*Passage shown*.
------------------------------------------------------------------------
Reputation: 189
I have a DataFrame(df) in pyspark, by reading from a hive table:
df=spark.sql('select * from <table_name>')
+++++++++++++++++++++++++++++++++++++++++++
| Name | URL visited |
+++++++++++++++++++++++++++++++++++++++++++
| person1 | [google,msn,yahoo] |
| person2 | [fb.com,airbnb,wired.com] |
| person3 | [fb.com,google.com] |
+++++++++++++++++++++++++++++++++++++++++++
When i tried the following, got an error
df_dict = dict(zip(df['name'],df['url']))
"TypeError: zip argument #1 must support iteration."
type(df.name) is of 'pyspark.sql.column.Column'
How do i create a dictionary like the following, which can be iterated later on
{'person1':'google','msn','yahoo'}
{'person2':'fb.com','airbnb','wired.com'}
{'person3':'fb.com','google.com'}
Appreciate your thoughts and help.
Upvotes: 17
Views: 59531
Reputation: 2636
How about using the pyspark Row.as_Dict()
method? This is part of the dataframe API (which I understand is the "recommended" API at time of writing) and would not require you to use the RDD API at all.
------------------------------------------------------------------------
*Written task*.
In the thread about turning a PySpark DataFrame into a dictionary, what error message appeared when zip was called on the DataFrame columns?

Region annotation entries
------------------------------------------------------------------------
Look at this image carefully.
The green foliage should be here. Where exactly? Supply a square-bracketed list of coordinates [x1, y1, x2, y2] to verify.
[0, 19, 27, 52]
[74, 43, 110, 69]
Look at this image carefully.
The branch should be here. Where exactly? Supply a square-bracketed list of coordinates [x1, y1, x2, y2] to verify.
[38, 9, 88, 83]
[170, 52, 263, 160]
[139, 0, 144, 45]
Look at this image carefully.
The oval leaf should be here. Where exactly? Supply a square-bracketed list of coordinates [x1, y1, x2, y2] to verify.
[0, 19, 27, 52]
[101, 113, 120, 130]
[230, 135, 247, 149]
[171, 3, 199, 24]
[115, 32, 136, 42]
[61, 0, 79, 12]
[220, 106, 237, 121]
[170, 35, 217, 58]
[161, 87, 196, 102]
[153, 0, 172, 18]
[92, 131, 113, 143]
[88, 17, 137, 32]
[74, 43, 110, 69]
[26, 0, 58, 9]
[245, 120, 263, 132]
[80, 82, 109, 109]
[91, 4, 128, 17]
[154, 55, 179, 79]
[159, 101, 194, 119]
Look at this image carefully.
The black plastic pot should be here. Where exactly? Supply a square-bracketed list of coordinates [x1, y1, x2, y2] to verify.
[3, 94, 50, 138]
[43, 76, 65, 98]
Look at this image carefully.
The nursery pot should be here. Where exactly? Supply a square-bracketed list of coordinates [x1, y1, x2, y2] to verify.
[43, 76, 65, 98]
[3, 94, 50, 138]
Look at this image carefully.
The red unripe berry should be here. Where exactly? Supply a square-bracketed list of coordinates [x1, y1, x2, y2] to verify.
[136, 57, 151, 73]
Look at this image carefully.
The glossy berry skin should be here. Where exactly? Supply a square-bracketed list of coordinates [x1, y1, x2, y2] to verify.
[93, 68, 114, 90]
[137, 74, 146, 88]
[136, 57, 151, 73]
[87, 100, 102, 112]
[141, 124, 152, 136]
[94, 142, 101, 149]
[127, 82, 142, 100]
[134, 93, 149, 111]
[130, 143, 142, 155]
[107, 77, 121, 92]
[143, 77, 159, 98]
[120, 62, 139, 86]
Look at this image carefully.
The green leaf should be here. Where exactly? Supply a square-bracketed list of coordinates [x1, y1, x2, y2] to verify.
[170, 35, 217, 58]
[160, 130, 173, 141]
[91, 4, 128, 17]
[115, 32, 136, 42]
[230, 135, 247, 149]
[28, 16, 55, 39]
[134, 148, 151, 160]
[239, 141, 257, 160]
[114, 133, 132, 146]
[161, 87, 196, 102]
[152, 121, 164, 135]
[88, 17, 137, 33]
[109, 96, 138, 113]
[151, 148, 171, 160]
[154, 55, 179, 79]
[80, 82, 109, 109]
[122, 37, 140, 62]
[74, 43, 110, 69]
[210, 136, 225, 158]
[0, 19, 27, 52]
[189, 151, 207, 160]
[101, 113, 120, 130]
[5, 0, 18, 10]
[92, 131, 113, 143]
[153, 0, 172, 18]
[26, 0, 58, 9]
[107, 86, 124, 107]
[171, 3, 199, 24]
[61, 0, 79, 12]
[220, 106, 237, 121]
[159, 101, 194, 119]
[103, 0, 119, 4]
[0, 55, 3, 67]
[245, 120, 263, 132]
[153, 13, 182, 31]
------------------------------------------------------------------------
*Correct output*.
"TypeError: zip argument #1 must support iteration."